▶ Task description
Rescale the entries below by copying every line in full, requests included, with each point coordinate multiplied by 0.95 and rounded to a whole number, halves rounded up.

▶ Extracted information
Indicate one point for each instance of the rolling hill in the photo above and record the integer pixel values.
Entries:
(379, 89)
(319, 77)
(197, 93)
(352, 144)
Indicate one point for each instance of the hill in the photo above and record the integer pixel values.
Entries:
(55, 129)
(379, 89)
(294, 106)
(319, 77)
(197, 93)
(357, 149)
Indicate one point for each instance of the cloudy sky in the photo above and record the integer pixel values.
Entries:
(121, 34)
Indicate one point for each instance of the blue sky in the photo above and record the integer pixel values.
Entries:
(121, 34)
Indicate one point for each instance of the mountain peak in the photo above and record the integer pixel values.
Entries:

▶ Solution for this problem
Indicate one point for each instance of the rolling hill in the photo above and record the integer pixel values.
Entries:
(360, 85)
(303, 73)
(187, 88)
(334, 137)
Indicate one point for each instance of the hill in the photo above and record the integer pixel values.
Entries:
(52, 123)
(360, 85)
(279, 101)
(303, 73)
(187, 88)
(339, 142)
Indicate one point for each instance of the cloudy sky in the photo above and record the integer pixel values.
Entries:
(115, 32)
Indicate one point for each instance of the blue sky in the photo above and record the integer pixel values.
Entries:
(115, 32)
Indicate one point for each instance of the mountain peak in the photo above and record the integer pixel values.
Entries:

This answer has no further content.